Supplied data: Begin

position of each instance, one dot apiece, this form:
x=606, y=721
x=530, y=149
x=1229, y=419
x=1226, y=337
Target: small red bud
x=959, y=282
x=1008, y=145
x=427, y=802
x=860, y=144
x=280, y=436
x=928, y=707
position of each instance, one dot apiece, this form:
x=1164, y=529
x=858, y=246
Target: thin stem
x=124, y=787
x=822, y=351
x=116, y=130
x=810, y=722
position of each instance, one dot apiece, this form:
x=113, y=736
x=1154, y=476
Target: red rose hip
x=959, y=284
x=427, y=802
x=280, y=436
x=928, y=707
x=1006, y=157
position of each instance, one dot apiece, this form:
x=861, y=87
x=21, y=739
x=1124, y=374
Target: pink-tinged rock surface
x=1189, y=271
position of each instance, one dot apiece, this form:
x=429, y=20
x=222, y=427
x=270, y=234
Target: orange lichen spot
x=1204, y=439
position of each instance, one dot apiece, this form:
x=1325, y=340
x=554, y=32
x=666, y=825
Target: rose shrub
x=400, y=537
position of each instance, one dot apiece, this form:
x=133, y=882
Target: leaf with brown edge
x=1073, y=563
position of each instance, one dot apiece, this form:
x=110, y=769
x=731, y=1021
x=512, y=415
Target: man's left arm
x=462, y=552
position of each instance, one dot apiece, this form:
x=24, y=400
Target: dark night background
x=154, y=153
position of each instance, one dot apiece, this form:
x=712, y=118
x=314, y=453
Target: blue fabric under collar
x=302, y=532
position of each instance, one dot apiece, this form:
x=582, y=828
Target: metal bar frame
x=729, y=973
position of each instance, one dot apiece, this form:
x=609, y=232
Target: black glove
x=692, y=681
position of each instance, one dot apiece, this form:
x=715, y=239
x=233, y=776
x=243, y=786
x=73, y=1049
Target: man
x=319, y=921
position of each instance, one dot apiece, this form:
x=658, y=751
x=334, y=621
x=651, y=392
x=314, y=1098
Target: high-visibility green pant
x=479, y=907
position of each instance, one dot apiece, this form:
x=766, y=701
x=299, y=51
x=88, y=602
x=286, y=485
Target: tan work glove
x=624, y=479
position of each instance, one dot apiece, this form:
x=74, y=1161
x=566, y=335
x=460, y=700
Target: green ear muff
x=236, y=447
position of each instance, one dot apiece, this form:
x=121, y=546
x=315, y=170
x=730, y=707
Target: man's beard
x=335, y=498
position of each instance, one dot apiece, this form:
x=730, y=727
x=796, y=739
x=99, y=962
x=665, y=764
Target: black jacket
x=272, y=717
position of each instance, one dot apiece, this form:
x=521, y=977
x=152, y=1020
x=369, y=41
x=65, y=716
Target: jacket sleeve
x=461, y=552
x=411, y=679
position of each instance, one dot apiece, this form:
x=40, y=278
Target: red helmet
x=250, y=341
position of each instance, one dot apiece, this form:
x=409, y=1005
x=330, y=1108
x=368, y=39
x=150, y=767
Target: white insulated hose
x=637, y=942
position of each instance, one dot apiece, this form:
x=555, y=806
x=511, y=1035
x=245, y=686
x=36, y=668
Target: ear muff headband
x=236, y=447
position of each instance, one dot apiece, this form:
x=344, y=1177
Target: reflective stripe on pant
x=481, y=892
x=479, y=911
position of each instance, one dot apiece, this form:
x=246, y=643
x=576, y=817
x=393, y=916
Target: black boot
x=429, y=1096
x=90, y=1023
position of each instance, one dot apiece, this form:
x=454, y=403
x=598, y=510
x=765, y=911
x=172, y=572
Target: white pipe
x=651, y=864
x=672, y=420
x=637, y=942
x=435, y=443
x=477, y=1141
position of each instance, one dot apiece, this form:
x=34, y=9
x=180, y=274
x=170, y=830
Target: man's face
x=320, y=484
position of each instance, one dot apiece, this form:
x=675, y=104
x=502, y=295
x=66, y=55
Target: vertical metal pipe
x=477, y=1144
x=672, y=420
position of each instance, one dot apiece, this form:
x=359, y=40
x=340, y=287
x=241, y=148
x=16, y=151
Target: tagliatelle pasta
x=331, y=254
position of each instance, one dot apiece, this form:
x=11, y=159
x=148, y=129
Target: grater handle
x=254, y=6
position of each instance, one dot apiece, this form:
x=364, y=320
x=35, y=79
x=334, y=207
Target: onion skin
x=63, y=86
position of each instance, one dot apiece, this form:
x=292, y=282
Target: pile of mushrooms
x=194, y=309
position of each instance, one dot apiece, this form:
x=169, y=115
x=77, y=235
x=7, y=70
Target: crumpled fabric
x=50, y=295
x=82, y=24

Supplied data: End

▸ **What the task requires**
Return only the lines between the one holding "Target: high-visibility green pant" and the one holding "x=292, y=282", inclusive, exactly as they appear above.

▸ **Problem solution**
Target: high-visibility green pant
x=479, y=907
position of each instance, one dot apiece, this form:
x=766, y=701
x=299, y=51
x=88, y=602
x=286, y=485
Target: tan work glove
x=624, y=479
position of each instance, one dot apiece, this form:
x=74, y=1161
x=566, y=335
x=460, y=700
Target: green ear muff
x=236, y=447
position of each instance, one dot apiece, this form:
x=121, y=546
x=315, y=170
x=730, y=707
Target: man's beard
x=335, y=498
position of each instance, one dot apiece, this form:
x=730, y=727
x=796, y=739
x=99, y=962
x=665, y=764
Target: black jacket
x=272, y=717
position of each instance, one dot apiece, this form:
x=521, y=977
x=152, y=1020
x=369, y=41
x=65, y=716
Target: jacket sleeve
x=461, y=552
x=411, y=679
position of each instance, one dot apiece, this form:
x=40, y=278
Target: red helmet
x=250, y=341
position of each instance, one dot apiece, this form:
x=409, y=1005
x=330, y=1108
x=368, y=39
x=150, y=767
Target: white insulated hose
x=637, y=942
position of each instance, one dot apiece, this form:
x=555, y=806
x=511, y=1035
x=245, y=686
x=36, y=668
Target: ear muff headband
x=236, y=447
position of each instance, one dot apiece, this form:
x=344, y=1177
Target: reflective stripe on pant
x=481, y=892
x=479, y=911
position of each instance, one dot apiece, this form:
x=246, y=643
x=576, y=817
x=393, y=916
Target: black boot
x=429, y=1096
x=90, y=1023
position of each instance, one dot apiece, this form:
x=454, y=403
x=598, y=510
x=765, y=911
x=172, y=572
Target: white pipe
x=651, y=864
x=672, y=420
x=637, y=942
x=435, y=443
x=477, y=1141
position of each instance, one dot apiece, this form:
x=34, y=9
x=180, y=274
x=170, y=830
Target: man's face
x=320, y=484
position of each instance, one dot apiece, this form:
x=675, y=104
x=502, y=295
x=66, y=55
Target: vertical metal pipe
x=477, y=1144
x=672, y=420
position of each instance, one dot apiece, this form:
x=359, y=40
x=340, y=287
x=241, y=148
x=16, y=151
Target: tagliatelle pasta
x=331, y=254
position of each instance, one dot apiece, this form:
x=11, y=159
x=148, y=129
Target: grater handle
x=254, y=6
position of each instance, one dot apiece, this form:
x=364, y=320
x=35, y=79
x=334, y=207
Target: onion skin
x=63, y=86
position of each instance, one dot apiece, this form:
x=292, y=282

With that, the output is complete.